_REQUIRED ACTION A_
Copy the records word for word, from their first line down to and including the line that contains "positive clicks: (384, 220)".

_DOCUMENT EXCERPT_
*** Begin section ***

# Bandsaw blade joining



## John Rudd (Nov 10, 2009)

Anyone got any recommendations on how to?


----------



## GailInNM (Nov 10, 2009)

John,
I did a tutorial on how I silver braze them. It is contained in the thread at:
http://www.homemodelenginemachinist.com/index.php?topic=305.0
Gail in NM


----------



## RobWilson (Nov 10, 2009)

Hi Gail

Great wright up Thm:


Rob


----------



## John Rudd (Nov 10, 2009)

Ah...the light has just come on!!! 

GinNM, great explanation.... I need to make a jig for grinding the blade ends...

Many thanks...


----------



## GailInNM (Nov 10, 2009)

Thanks Rob.

John,
You can grind them by hand on a bench grinder. I did for many years, but the grinding jig did improve the quality a lot and also made it much faster.

The important jig is the one to hold the blades for brazing. The ends have to be aligned and the blade has to be straight. 

After you have done a few it will be almost second nature. If you have an old dull blade, practice on it a few times.

*** End section ***

(Records excerpted from a collection)
*** Begin section ***

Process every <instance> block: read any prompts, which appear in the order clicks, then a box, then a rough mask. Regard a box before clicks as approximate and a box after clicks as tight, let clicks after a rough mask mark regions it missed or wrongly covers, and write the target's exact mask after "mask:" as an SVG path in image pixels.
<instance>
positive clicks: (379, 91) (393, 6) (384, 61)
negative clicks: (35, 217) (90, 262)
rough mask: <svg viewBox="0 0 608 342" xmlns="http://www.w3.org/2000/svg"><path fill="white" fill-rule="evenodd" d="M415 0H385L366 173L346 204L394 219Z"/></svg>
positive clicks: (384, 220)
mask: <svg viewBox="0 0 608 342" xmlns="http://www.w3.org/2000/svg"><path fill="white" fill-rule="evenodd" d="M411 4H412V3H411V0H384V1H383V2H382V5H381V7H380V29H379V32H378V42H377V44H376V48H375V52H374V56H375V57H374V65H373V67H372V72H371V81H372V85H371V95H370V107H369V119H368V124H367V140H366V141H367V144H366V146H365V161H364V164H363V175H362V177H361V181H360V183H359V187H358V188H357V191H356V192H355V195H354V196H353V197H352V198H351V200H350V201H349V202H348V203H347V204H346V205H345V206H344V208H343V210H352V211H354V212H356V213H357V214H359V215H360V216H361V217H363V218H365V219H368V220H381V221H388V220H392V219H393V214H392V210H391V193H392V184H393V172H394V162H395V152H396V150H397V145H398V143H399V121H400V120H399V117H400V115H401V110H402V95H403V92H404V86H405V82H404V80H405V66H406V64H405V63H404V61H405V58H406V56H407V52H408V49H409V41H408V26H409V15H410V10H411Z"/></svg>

*** End section ***

_REQUIRED ACTION B_
In the thread on bandsaw blade joining, which jig does Gail call the important one?

_ANSWER A_
Process every <instance> block: read any prompts, which appear in the order clicks, then a box, then a rough mask. Regard a box before clicks as approximate and a box after clicks as tight, let clicks after a rough mask mark regions it missed or wrongly covers, and write the target's exact mask after "mask:" as an SVG path in image pixels.
<instance>
positive clicks: (379, 91) (393, 6) (384, 61)
negative clicks: (35, 217) (90, 262)
rough mask: <svg viewBox="0 0 608 342" xmlns="http://www.w3.org/2000/svg"><path fill="white" fill-rule="evenodd" d="M415 0H385L366 173L346 204L394 219Z"/></svg>
positive clicks: (384, 220)

_ANSWER B_
The jig that holds the blades for brazing.